What follows is data; output all of it exactly as given.
### Data for this exercise ###
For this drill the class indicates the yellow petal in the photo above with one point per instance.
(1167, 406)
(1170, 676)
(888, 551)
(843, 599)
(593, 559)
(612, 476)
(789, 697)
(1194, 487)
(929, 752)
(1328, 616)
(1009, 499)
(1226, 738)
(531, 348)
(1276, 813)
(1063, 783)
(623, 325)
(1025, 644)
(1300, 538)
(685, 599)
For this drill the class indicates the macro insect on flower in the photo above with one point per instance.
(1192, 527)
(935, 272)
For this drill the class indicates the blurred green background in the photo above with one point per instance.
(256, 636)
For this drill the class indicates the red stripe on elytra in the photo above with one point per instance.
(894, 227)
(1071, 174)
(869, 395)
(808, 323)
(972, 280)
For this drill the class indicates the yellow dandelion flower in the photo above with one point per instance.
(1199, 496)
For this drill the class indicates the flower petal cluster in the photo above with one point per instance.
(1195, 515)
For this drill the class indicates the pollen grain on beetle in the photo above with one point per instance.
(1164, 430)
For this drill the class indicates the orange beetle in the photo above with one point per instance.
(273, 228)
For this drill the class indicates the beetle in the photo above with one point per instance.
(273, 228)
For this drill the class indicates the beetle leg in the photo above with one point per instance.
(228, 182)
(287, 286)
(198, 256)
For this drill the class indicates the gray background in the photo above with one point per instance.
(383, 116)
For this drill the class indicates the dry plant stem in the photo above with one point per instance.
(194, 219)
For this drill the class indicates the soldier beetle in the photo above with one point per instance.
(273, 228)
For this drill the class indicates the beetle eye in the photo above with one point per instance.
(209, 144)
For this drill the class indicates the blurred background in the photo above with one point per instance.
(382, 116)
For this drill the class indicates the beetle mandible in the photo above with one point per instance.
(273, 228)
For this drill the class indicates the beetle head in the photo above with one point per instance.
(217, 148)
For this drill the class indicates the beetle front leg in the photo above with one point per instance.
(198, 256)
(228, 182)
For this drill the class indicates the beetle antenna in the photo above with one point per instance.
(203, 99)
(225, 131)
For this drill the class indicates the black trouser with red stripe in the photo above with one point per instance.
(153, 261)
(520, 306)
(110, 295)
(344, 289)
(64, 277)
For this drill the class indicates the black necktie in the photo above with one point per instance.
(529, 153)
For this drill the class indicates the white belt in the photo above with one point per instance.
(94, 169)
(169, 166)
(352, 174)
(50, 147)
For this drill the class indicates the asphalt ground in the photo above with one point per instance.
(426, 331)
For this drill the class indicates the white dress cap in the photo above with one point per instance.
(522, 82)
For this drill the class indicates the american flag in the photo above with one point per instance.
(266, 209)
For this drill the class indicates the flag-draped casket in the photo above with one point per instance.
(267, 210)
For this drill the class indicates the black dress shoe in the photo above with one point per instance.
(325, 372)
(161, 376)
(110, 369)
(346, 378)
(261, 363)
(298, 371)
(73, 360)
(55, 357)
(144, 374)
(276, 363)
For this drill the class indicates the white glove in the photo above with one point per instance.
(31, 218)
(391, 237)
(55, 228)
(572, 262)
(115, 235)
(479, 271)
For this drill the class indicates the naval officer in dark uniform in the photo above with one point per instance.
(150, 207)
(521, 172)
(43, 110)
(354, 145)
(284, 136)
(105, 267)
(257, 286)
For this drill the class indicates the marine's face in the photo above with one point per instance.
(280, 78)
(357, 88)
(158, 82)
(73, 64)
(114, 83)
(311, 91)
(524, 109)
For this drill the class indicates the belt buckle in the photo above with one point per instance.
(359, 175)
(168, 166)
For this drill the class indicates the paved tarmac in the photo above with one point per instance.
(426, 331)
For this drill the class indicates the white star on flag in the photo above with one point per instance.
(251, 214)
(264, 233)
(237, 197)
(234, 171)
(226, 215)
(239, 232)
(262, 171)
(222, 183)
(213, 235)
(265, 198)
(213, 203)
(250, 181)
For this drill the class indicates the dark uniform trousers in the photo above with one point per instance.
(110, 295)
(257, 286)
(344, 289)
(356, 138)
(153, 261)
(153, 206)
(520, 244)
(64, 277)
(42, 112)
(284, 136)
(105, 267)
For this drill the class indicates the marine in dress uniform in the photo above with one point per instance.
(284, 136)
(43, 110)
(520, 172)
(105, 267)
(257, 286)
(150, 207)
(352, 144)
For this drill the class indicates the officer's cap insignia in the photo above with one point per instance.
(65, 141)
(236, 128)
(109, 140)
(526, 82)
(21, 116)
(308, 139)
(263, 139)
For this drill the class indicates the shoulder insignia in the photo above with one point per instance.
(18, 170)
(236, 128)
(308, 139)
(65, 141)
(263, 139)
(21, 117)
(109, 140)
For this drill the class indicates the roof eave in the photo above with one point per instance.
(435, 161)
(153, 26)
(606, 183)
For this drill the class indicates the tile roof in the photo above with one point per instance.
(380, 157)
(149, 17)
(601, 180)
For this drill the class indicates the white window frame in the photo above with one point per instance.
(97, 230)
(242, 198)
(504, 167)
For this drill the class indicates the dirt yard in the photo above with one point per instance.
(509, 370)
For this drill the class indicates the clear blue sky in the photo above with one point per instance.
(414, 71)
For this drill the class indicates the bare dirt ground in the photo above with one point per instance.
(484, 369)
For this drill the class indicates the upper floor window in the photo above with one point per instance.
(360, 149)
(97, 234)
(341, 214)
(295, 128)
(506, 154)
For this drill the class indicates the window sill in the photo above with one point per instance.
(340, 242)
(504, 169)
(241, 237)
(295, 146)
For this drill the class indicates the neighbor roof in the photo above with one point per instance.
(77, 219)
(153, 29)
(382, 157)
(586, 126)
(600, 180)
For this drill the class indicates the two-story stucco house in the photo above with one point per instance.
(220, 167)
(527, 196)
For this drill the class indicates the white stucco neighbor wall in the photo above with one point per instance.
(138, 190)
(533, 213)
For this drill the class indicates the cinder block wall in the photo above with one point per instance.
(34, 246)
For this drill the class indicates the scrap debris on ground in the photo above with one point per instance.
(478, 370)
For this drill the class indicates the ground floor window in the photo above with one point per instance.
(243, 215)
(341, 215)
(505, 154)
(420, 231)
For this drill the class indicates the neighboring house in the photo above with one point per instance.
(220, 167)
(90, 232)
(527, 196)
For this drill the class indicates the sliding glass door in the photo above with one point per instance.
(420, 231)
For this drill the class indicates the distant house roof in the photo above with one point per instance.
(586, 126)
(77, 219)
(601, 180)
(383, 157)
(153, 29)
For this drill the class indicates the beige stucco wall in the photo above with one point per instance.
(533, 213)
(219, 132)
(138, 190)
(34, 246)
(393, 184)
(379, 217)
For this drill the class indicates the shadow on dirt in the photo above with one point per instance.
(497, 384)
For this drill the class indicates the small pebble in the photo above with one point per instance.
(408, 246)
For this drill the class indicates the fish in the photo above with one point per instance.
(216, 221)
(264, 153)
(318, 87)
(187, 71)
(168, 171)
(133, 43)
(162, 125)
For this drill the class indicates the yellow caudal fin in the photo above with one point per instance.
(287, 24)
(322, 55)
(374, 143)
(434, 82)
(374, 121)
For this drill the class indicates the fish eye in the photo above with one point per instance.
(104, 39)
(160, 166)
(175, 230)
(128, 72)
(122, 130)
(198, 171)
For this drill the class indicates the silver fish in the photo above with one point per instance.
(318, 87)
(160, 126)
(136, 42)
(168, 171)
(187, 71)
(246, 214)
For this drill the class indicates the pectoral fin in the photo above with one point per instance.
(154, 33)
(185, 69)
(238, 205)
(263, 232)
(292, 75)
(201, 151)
###
Exercise output:
For this drill the class indicates the yellow petal in the photo above with one point per instance.
(1167, 406)
(1170, 676)
(888, 551)
(843, 599)
(593, 559)
(612, 476)
(789, 697)
(1194, 487)
(929, 752)
(1328, 616)
(1009, 499)
(1226, 738)
(531, 348)
(1276, 813)
(1063, 783)
(623, 325)
(1025, 644)
(1300, 538)
(685, 599)
For this drill the class indicates the macro insect on flower in the photo above with one point per instance.
(1192, 527)
(935, 272)
For this drill the class indicates the blurred green background in the photo above with one point per instance.
(256, 636)
For this drill the class indicates the red stripe on elytra in the photo above with one point per instance.
(894, 227)
(1071, 174)
(869, 395)
(808, 323)
(972, 280)
For this drill the class indicates the yellow dandelion flower in the photo above with one point per instance.
(1199, 496)
For this drill the class indicates the flower petal cluster in the photo above with one point per instance.
(1195, 515)
For this drill the class indicates the pollen grain on beetle in the photo above with one point per instance.
(1164, 430)
For this drill the class indicates the orange beetle in the photo above with one point per instance.
(273, 228)
For this drill the class indicates the beetle in the photo above with one point per instance.
(273, 228)
For this drill the class indicates the beetle leg in the photo above with one point per instance.
(228, 182)
(287, 286)
(198, 256)
For this drill the class indicates the gray background in the photo above with one point per instance.
(383, 116)
For this drill the class indicates the dry plant stem in the photo above with one point per instance.
(194, 219)
For this drill the class indicates the soldier beetle in the photo above with one point per instance.
(273, 228)
For this drill the class indicates the beetle eye in the photo above with one point per instance.
(209, 144)
For this drill the class indicates the blurred background in the photo above with one point per instance.
(382, 116)
For this drill the class indicates the beetle mandible in the photo above with one point per instance.
(273, 228)
For this drill the class indicates the beetle head in the photo above with one point per instance.
(217, 148)
For this drill the class indicates the beetle front leg in the photo above with one point per instance.
(198, 256)
(228, 182)
For this drill the class indicates the beetle antenna in the photo above with one point per instance.
(203, 99)
(225, 131)
For this drill the class indicates the black trouser with red stripe in the photo above with one point per instance.
(153, 261)
(520, 306)
(110, 295)
(344, 289)
(64, 277)
For this drill the class indicates the black necktie in the photo above with one point per instance.
(529, 153)
For this drill the class indicates the white belt in the photo above with one point per instance.
(94, 169)
(169, 166)
(352, 174)
(50, 147)
For this drill the class indicates the asphalt ground in the photo above with one point per instance.
(426, 331)
For this drill the class indicates the white dress cap in the photo above with one point per instance.
(522, 82)
For this drill the class indicates the american flag in the photo above with one point per instance.
(266, 209)
For this drill the class indicates the flag-draped casket in the photo above with one point per instance.
(267, 210)
For this drill the class indicates the black dress shoe in the photo above with one point per instance.
(325, 372)
(161, 376)
(110, 369)
(346, 378)
(261, 363)
(298, 371)
(73, 360)
(55, 357)
(144, 374)
(276, 363)
For this drill the class indicates the white glove in the photo above with one point per instance.
(31, 218)
(391, 237)
(55, 228)
(572, 262)
(115, 235)
(479, 271)
For this drill the class indicates the naval officer in dark uniform in the photo above with one point per instance.
(150, 207)
(521, 172)
(43, 110)
(354, 145)
(284, 136)
(105, 267)
(257, 286)
For this drill the class indicates the marine's face in the photo above with one point per instance.
(280, 78)
(357, 88)
(158, 82)
(73, 64)
(114, 83)
(311, 91)
(524, 109)
For this drill the class indicates the belt buckle in the photo above with one point per instance.
(359, 175)
(168, 166)
For this drill the class indicates the paved tarmac in the photo above with one point per instance.
(426, 331)
For this drill the class indicates the white star on flag in the photo above with one point per instance.
(251, 214)
(264, 233)
(237, 197)
(234, 171)
(226, 215)
(239, 232)
(262, 171)
(222, 183)
(213, 235)
(265, 198)
(213, 203)
(250, 181)
For this drill the class indicates the dark uniform trousers in the photo above with one point per instance.
(110, 295)
(257, 286)
(344, 289)
(356, 138)
(153, 261)
(153, 206)
(520, 244)
(64, 277)
(42, 112)
(284, 136)
(105, 267)
For this drill the class indicates the marine in dress uniform in the photo above with one point per instance.
(284, 136)
(43, 110)
(520, 172)
(105, 267)
(257, 286)
(150, 207)
(352, 144)
For this drill the class indicates the officer's cap insignia in the photo above with one point per instance.
(65, 141)
(236, 128)
(109, 140)
(526, 82)
(21, 116)
(308, 139)
(263, 139)
For this drill the class indicates the shoulder insignia in the photo above with one point per instance.
(18, 170)
(236, 128)
(308, 139)
(65, 141)
(263, 139)
(21, 117)
(109, 140)
For this drill the class indicates the roof eave in the photo above with one point per instance.
(435, 161)
(153, 26)
(606, 183)
For this drill the class indicates the tile roof in the photo above with one point per instance.
(380, 157)
(149, 17)
(601, 180)
For this drill the class indicates the white window frame in the photo above with one point per instance.
(97, 230)
(242, 198)
(504, 167)
For this drill the class indicates the dirt yard in the photo above with one point per instance.
(509, 370)
For this drill the class indicates the clear blue sky in the photo above with one point per instance.
(414, 71)
For this drill the class indicates the bare dirt ground in the photo above with one point per instance.
(484, 369)
For this drill the class indicates the upper floor window in the photo above with one point per instance.
(360, 149)
(97, 234)
(341, 214)
(295, 128)
(506, 154)
For this drill the class indicates the window sill in the photo above with one point per instance.
(340, 242)
(504, 169)
(241, 237)
(295, 146)
For this drill the class indicates the neighbor roof in the photo above with one point per instance.
(77, 219)
(153, 29)
(382, 157)
(586, 126)
(600, 180)
For this drill the class indicates the two-story stucco house in the photo above with one point per instance.
(220, 167)
(527, 196)
For this drill the class indicates the white stucco neighbor wall in the photo above with one point per instance.
(138, 190)
(533, 213)
For this drill the class indicates the cinder block wall in the photo above with one point per instance.
(34, 246)
For this drill the class indicates the scrap debris on ground in the photo above with one point per instance.
(478, 370)
For this drill the class indicates the ground floor window in the photo above with one point per instance.
(243, 215)
(341, 215)
(505, 154)
(420, 231)
For this drill the class indicates the neighboring house in the photo above with one point per instance.
(220, 167)
(90, 232)
(527, 196)
For this drill the class indicates the sliding glass door in the photo above with one point per instance.
(420, 231)
For this drill the class indicates the distant house roof in the photo above with one point per instance.
(586, 126)
(77, 219)
(601, 180)
(383, 157)
(153, 29)
For this drill the class indicates the beige stucco wall in the photo above with one point per instance.
(533, 213)
(219, 132)
(138, 190)
(34, 246)
(393, 184)
(379, 217)
For this drill the class indicates the shadow on dirt in the photo above with one point per instance.
(497, 384)
For this drill the class indicates the small pebble in the photo above with one point per instance.
(408, 246)
For this drill the class indicates the fish in the photo above with one point per instance.
(216, 221)
(264, 153)
(318, 87)
(187, 71)
(168, 171)
(133, 43)
(162, 125)
For this drill the class indicates the yellow caudal fin in the photo above with one point per instance.
(287, 24)
(322, 55)
(374, 143)
(434, 82)
(374, 121)
For this drill the class indicates the fish eye in the photo above with one point per instance.
(104, 39)
(160, 166)
(175, 230)
(128, 72)
(122, 130)
(198, 171)
For this drill the class indicates the silver fish in the photo above with one point per instance.
(318, 87)
(160, 126)
(136, 42)
(168, 171)
(187, 71)
(246, 214)
For this drill the class indicates the pectoral fin in the photo above with one point per instance.
(154, 33)
(185, 69)
(238, 205)
(263, 232)
(292, 75)
(201, 151)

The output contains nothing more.